• **Your assignment**: The whole of the data, every line, should come back exactly the same.

Segment Start: Provided data

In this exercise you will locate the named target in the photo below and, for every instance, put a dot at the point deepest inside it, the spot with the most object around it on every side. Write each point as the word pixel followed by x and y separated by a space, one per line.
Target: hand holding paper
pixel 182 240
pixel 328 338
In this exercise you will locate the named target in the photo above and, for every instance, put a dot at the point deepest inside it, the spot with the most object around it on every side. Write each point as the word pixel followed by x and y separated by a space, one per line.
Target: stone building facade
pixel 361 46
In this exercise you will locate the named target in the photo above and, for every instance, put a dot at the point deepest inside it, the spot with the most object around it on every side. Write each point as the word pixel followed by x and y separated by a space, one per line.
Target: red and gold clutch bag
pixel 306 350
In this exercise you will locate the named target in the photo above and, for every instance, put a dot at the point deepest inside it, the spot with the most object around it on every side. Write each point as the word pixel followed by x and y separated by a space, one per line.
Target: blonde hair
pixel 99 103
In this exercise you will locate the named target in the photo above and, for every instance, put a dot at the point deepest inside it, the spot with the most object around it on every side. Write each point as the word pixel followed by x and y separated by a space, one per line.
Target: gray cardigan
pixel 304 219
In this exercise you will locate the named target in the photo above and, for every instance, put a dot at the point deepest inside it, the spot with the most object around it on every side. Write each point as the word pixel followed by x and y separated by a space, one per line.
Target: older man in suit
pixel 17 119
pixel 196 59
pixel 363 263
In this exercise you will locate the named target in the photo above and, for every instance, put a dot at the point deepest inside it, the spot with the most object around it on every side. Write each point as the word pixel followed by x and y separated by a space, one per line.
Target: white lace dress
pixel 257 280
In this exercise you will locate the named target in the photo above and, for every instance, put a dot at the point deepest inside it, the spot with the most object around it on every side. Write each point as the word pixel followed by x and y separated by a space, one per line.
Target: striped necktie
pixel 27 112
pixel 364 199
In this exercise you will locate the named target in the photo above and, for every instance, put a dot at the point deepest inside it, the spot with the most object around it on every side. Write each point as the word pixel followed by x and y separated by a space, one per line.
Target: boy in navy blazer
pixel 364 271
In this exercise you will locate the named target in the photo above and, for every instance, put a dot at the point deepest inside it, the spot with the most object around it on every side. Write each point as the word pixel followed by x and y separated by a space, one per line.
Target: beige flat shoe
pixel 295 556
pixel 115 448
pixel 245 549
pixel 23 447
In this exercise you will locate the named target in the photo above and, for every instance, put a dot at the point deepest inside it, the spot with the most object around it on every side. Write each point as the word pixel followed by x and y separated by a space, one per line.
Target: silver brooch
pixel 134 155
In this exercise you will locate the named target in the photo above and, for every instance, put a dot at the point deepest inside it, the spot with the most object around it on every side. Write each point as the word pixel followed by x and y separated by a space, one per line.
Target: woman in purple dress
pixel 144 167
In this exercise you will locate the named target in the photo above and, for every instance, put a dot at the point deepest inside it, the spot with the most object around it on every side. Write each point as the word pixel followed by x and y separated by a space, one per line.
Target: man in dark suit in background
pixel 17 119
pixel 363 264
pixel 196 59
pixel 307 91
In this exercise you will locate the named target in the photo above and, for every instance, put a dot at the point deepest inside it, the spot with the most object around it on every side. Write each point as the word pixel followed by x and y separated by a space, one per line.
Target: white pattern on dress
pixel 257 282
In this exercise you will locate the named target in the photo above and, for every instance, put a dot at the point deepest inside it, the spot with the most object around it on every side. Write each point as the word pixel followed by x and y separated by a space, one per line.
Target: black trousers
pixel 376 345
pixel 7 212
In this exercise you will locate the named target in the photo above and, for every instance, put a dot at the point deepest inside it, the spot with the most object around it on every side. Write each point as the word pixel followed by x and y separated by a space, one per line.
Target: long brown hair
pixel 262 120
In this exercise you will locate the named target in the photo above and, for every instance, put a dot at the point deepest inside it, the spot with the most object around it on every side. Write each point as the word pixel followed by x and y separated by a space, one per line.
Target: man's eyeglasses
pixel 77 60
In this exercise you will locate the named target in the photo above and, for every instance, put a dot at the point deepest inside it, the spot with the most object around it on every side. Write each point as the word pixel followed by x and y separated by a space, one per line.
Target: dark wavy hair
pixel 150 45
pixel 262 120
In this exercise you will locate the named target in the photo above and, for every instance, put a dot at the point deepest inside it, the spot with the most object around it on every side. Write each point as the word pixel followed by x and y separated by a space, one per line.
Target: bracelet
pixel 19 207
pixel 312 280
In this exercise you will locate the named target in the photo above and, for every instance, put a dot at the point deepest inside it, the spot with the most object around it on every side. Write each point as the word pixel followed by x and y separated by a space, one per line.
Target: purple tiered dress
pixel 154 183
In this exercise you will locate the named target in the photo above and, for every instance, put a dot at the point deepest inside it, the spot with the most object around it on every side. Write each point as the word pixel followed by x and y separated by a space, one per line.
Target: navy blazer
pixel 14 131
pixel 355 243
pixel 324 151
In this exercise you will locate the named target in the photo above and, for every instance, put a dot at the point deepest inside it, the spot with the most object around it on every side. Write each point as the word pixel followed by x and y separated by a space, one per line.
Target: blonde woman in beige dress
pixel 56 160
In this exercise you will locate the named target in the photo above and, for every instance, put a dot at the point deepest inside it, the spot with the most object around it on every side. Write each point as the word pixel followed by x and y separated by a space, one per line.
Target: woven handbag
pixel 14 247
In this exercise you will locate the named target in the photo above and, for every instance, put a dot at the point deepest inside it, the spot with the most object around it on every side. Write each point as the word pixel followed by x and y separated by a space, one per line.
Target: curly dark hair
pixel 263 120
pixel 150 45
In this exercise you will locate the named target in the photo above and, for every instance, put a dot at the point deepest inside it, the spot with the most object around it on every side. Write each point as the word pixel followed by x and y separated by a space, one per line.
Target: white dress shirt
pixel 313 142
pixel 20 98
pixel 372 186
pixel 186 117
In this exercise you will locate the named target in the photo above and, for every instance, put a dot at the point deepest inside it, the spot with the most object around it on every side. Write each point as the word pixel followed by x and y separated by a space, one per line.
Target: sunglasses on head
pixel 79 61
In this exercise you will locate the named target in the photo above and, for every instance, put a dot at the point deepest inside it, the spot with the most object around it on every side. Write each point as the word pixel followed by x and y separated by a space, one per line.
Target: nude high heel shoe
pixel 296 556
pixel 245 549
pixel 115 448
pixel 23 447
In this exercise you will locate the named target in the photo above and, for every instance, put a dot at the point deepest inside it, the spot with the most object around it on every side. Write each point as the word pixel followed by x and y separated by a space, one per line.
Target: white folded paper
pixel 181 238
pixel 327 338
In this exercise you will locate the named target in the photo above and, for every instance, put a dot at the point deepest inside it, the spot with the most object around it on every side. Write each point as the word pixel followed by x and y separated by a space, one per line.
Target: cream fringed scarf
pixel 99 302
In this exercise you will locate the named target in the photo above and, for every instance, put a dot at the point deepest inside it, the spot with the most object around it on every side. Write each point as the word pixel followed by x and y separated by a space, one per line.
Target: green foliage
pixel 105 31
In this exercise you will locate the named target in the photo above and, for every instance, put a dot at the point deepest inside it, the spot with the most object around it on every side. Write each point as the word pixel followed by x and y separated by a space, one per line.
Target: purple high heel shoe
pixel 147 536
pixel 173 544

Segment End: Provided data

• **Response to the task**:
In this exercise you will locate the named target in the photo below and, for every instance, put a dot at the point deepest inside it, the spot with the most object around it on every side. Write each point as the word pixel followed by x and y separated by a space, one per line.
Target: hand holding paper
pixel 182 240
pixel 328 338
In this exercise you will locate the named target in the photo above and, for every instance, put a dot at the point deepest inside it, the spot with the most object around it on every side. Write each point as the word pixel followed by x and y separated by a space, one per line.
Target: stone building facade
pixel 361 46
In this exercise you will locate the named target in the photo above and, for every instance, put a dot at the point deepest inside it, the spot with the most object around it on every side. Write each point as the word pixel followed by x and y separated by a space, one per line.
Target: red and gold clutch bag
pixel 306 350
In this exercise you will locate the named target in the photo above and, for every instance, put a dot at the point deepest inside it, the spot with the most object around it on every side. Write each point as the word pixel followed by x and y separated by a space, one per line.
Target: blonde hair
pixel 99 103
In this exercise you will locate the named target in the photo above and, for every instance, put a dot at the point deepest inside it, the spot with the most object around it on every side. Write each point as the word pixel followed by x and y separated by a space, one per line.
Target: gray cardigan
pixel 304 219
In this exercise you will locate the named target in the photo above and, for every instance, put a dot at the point deepest inside it, the spot with the most object around it on every side. Write each point as the word pixel followed by x and y separated by a space, one per line.
Target: older man in suit
pixel 17 119
pixel 196 59
pixel 363 263
In this exercise you will locate the named target in the photo above and, for every instance, put a dot at the point deepest inside it, the spot with the most object around it on every side. Write each point as the word pixel followed by x and y separated by a space, one per line.
Target: white lace dress
pixel 257 280
In this exercise you will locate the named target in the photo above and, for every instance, put a dot at the point deepest inside it, the spot with the most object around it on every side. Write each point as the word pixel followed by x and y separated by a space, one per line.
Target: striped necktie
pixel 27 112
pixel 364 199
In this exercise you will locate the named target in the photo above and, for every instance, put a dot at the point deepest inside it, the spot with the most object around it on every side. Write each point as the word pixel followed by x and y separated by a space, one per line.
Target: boy in navy blazer
pixel 364 271
In this exercise you will locate the named target in the photo above and, for every instance, put a dot at the point deepest inside it, the spot with the most object around it on every side. Write each point as the word pixel followed by x and y separated by a space, one per line.
Target: beige flat shoe
pixel 295 556
pixel 115 448
pixel 245 549
pixel 23 447
In this exercise you will locate the named target in the photo above and, for every instance, put a dot at the point deepest inside it, the spot with the most object around it on every side. Write each point as the word pixel followed by x and y separated by a space, one per line.
Target: silver brooch
pixel 134 155
In this exercise you will locate the named target in the photo above and, for every instance, put a dot at the point deepest inside it, the spot with the most object around it on every side. Write each point as the word pixel followed by x and y separated by a space, one per line.
Target: woman in purple dress
pixel 144 167
In this exercise you will locate the named target in the photo above and, for every instance, put a dot at the point deepest inside it, the spot with the most object around it on every side. Write each point as the word pixel followed by x and y separated by a space, one per line.
Target: man in dark suit in background
pixel 17 119
pixel 363 264
pixel 196 59
pixel 307 91
In this exercise you will locate the named target in the photo above and, for every instance, put a dot at the point deepest inside it, the spot with the most object around it on every side. Write each point as the word pixel followed by x and y separated by a space, one per line.
Target: white pattern on dress
pixel 257 282
In this exercise you will locate the named target in the photo above and, for every instance, put a dot at the point deepest inside it, the spot with the most object around it on every side. Write each point as the word pixel followed by x and y separated by a space, one per line.
Target: black trousers
pixel 376 345
pixel 7 212
In this exercise you will locate the named target in the photo above and, for every instance, put a dot at the point deepest inside it, the spot with the most object around it on every side. Write each point as the word pixel followed by x and y separated by a space, one per line.
Target: long brown hair
pixel 262 120
In this exercise you will locate the named target in the photo above and, for every instance, put a dot at the point deepest inside it, the spot with the most object around it on every side. Write each point as the word pixel followed by x and y separated by a space, one per line.
Target: man's eyeglasses
pixel 77 60
In this exercise you will locate the named target in the photo above and, for every instance, put a dot at the point deepest inside it, the spot with the most object around it on every side. Write each point as the word pixel followed by x and y separated by a space, one per line.
Target: dark wavy hair
pixel 150 45
pixel 262 120
In this exercise you will locate the named target in the photo above and, for every instance, put a dot at the point deepest inside it, the spot with the most object around it on every side. Write each point as the word pixel followed by x and y separated by a space, one per line.
Target: bracelet
pixel 19 207
pixel 312 280
In this exercise you will locate the named target in the photo above and, for every instance, put a dot at the point deepest inside it, the spot with the most object around it on every side. Write each point as the word pixel followed by x and y separated by a space, one per line.
Target: purple tiered dress
pixel 154 183
In this exercise you will locate the named target in the photo above and, for every instance, put a dot at the point deepest inside it, the spot with the most object around it on every side. Write each point as the word pixel followed by x and y separated by a space, one per line.
Target: navy blazer
pixel 14 131
pixel 355 243
pixel 324 151
In this exercise you will locate the named target in the photo above and, for every instance, put a dot at the point deepest inside it, the spot with the most object around it on every side. Write each point as the word pixel followed by x and y separated by a space, one per line.
Target: blonde woman in beige dress
pixel 56 160
In this exercise you will locate the named target in the photo above and, for every instance, put a dot at the point deepest inside it, the spot with the most object around it on every side. Write each point as the word pixel followed by x and y separated by a space, one per line.
Target: woven handbag
pixel 14 247
In this exercise you will locate the named target in the photo above and, for every instance, put a dot at the point deepest inside it, the spot with the most object around it on every side. Write each point as the word pixel followed by x and y separated by a space, one per line.
Target: curly dark hair
pixel 263 120
pixel 150 45
In this exercise you will locate the named target in the photo above and, for every instance, put a dot at the point deepest inside it, the spot with the most object around it on every side. Write each point as the word pixel followed by x and y separated by a space, one per line.
Target: white dress shirt
pixel 313 142
pixel 20 98
pixel 372 186
pixel 186 117
In this exercise you will locate the named target in the photo above and, for every instance, put a dot at the point deepest inside it, the spot with the most object around it on every side. Write each point as the word pixel followed by x and y separated by a space, one per line.
Target: sunglasses on head
pixel 79 61
In this exercise you will locate the named target in the photo above and, for every instance, put a dot at the point deepest inside it, the spot with the most object around it on every side. Write each point as the word pixel followed by x and y separated by a space, one per line.
Target: nude high heel shoe
pixel 296 556
pixel 245 549
pixel 115 448
pixel 23 447
In this exercise you will locate the named target in the photo above and, for every instance, put a dot at the point deepest inside it, the spot with the most object around it on every side. Write each point as the word pixel followed by x and y separated by a space, one per line.
Target: white folded paper
pixel 181 238
pixel 327 338
In this exercise you will locate the named target in the photo above and, for every instance, put a dot at the point deepest inside it, the spot with the most object around it on every side. Write each point as the word pixel followed by x and y separated by a space, one per line.
Target: cream fringed scarf
pixel 99 302
In this exercise you will locate the named target in the photo above and, for every instance, put a dot at the point deepest inside it, the spot with the most object around it on every side. Write each point as the word pixel followed by x and y separated by a space, one per line.
Target: green foliage
pixel 105 31
In this exercise you will locate the named target in the photo above and, for every instance, put a dot at the point deepest inside it, the spot with the most object around it on every side. Write each point as the word pixel followed by x and y separated by a space, one per line.
Target: purple high heel shoe
pixel 147 536
pixel 173 544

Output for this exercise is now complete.